* Excerpt provided:
Airplayers Book, 1990
AIRPLAYERS is a translation of sculptural installation into book form. The texts, computer printouts and other documentation relate the artist’s conceptual thinking to the technology through which her works are realized; drawings and photographs of Armstrong’s sculptures show parallels between logic and intuition in art and science, the organic and the man-made. A self-powered light-up centerfold is included. Introduction by art critic Carlo McCormick and essay by filmmaker Robert Ross.

* Record excerpts:
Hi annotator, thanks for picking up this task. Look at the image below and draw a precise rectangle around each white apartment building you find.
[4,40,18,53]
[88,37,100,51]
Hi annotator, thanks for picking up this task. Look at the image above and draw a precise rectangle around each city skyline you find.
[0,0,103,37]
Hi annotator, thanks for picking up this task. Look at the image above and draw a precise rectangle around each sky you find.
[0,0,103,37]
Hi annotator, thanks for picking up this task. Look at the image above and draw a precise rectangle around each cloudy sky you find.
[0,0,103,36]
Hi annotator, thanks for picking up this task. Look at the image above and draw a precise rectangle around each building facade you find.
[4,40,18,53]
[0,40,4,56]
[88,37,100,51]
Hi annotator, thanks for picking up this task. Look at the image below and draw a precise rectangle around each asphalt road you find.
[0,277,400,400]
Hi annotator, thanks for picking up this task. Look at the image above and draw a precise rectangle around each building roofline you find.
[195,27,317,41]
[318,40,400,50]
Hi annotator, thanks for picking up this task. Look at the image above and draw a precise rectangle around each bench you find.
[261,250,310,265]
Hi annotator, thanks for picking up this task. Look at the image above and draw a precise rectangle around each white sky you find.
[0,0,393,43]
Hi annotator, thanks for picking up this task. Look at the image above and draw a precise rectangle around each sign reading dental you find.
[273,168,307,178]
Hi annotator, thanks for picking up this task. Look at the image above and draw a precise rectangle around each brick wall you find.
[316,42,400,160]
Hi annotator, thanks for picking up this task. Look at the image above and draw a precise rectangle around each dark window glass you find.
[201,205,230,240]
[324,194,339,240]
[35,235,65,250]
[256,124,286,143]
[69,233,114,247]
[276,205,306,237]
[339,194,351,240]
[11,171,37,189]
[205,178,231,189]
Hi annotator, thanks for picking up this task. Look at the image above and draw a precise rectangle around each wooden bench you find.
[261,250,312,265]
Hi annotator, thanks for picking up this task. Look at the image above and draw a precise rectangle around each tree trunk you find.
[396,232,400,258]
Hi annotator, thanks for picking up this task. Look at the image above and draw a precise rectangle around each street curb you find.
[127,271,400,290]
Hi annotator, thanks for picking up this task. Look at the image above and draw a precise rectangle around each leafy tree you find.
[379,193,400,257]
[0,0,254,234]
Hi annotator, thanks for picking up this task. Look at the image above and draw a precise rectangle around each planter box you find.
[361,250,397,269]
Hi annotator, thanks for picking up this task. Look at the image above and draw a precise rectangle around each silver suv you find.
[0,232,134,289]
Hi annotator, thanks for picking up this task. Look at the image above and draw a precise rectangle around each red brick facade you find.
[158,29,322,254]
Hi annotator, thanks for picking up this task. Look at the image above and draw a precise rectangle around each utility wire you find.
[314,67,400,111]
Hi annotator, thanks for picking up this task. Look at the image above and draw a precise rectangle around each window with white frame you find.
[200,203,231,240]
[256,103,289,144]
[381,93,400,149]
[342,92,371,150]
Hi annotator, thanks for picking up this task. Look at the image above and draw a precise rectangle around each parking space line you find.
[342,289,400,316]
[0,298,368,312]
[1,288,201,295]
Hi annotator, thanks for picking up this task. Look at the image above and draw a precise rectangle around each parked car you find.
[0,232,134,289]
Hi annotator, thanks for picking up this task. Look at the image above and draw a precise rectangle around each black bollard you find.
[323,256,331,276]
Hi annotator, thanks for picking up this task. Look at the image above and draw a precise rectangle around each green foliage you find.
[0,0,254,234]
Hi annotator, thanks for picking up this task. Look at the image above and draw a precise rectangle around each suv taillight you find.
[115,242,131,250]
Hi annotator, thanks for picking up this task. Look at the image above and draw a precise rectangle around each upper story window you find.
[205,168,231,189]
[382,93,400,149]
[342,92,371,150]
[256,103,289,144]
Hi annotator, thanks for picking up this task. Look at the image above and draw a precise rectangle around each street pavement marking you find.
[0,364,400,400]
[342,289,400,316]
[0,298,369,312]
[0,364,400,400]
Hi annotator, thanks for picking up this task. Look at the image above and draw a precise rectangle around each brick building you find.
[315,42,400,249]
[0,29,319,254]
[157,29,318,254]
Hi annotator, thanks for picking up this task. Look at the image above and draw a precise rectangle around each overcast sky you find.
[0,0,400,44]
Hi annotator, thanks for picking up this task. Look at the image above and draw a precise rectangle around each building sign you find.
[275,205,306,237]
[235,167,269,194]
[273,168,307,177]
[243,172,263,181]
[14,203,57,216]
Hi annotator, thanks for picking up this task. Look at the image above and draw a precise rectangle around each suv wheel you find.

==

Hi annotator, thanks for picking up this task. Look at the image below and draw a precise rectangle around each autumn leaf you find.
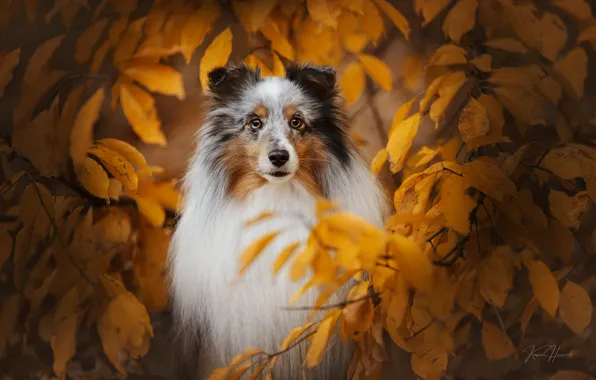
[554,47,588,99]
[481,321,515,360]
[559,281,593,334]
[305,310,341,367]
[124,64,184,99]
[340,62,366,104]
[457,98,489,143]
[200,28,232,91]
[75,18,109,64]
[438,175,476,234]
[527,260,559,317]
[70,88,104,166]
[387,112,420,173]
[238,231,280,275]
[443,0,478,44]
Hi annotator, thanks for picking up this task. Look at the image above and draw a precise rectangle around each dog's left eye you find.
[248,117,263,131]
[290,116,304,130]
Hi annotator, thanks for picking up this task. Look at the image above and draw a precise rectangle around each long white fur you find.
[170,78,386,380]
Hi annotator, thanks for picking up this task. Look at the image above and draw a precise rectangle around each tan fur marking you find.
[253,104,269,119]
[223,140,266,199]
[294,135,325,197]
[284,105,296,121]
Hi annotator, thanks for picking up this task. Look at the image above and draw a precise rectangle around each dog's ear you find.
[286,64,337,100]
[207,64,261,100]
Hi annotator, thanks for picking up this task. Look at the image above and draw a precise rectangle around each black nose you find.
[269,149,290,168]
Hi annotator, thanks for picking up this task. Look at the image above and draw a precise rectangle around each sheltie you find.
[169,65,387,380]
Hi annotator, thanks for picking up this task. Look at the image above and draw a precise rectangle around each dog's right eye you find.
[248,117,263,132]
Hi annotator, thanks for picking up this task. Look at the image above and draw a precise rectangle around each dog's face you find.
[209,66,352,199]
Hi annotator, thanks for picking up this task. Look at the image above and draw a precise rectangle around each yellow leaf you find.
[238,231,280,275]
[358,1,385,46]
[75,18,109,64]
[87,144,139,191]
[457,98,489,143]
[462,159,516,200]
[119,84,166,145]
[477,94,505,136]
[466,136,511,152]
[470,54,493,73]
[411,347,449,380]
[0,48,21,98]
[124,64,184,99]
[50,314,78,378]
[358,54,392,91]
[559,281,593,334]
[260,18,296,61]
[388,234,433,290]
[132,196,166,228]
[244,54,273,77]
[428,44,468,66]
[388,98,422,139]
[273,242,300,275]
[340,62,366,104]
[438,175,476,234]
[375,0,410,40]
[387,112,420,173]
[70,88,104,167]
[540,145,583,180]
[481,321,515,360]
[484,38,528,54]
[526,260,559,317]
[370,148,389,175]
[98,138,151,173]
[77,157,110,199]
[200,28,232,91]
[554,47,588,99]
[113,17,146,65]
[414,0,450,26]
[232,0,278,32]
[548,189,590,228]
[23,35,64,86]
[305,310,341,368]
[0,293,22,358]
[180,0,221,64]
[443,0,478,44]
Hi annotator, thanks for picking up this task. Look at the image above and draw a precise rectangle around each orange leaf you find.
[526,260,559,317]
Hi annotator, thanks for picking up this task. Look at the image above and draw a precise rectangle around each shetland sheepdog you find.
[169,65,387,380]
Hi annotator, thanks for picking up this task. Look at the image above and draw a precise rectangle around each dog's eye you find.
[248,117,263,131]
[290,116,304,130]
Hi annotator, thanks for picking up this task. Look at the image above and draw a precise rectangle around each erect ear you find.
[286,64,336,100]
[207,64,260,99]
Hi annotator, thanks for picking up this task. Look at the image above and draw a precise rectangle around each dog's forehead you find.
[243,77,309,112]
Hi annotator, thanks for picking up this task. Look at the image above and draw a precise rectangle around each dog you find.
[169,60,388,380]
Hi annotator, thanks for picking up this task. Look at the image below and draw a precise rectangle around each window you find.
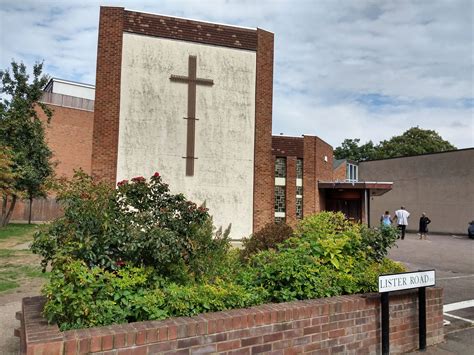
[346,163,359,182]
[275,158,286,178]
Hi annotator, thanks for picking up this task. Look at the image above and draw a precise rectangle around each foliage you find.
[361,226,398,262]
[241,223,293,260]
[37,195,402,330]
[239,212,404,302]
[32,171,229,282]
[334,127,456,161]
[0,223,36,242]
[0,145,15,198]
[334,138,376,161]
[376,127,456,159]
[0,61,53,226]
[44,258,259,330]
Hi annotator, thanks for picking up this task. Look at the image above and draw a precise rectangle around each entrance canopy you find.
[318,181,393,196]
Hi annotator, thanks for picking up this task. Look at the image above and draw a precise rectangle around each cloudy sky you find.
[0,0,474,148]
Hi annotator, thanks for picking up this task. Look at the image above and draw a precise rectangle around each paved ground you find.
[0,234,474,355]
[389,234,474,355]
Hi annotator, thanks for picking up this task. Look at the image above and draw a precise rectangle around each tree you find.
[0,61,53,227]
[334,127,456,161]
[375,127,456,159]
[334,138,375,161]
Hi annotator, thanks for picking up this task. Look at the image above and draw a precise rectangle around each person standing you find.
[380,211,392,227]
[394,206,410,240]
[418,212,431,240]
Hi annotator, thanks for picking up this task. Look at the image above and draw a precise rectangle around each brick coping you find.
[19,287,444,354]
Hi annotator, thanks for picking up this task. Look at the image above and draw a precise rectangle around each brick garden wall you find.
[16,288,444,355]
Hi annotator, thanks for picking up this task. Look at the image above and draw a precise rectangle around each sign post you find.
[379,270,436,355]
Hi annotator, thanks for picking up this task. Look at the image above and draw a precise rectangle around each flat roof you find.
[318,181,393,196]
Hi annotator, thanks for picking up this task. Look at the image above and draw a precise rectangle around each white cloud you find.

* Objectives:
A – Please print the part of the Airplayers Book description above starting with "Airplayers Book, 1990" and going on through "filmmaker Robert Ross.", with no changes.
B – Answer these questions from the Airplayers Book description above:
(i) What does AIRPLAYERS translate into book form?
(ii) What kind of centerfold is included?
(iii) Who wrote the introduction?

* Solutions by task:
A –
Airplayers Book, 1990
AIRPLAYERS is a translation of sculptural installation into book form. The texts, computer printouts and other documentation relate the artist’s conceptual thinking to the technology through which her works are realized; drawings and photographs of Armstrong’s sculptures show parallels between logic and intuition in art and science, the organic and the man-made. A self-powered light-up centerfold is included. Introduction by art critic Carlo McCormick and essay by filmmaker Robert Ross.

B –
(i) Sculptural installation.
(ii) A self-powered light-up centerfold.
(iii) The art critic Carlo McCormick.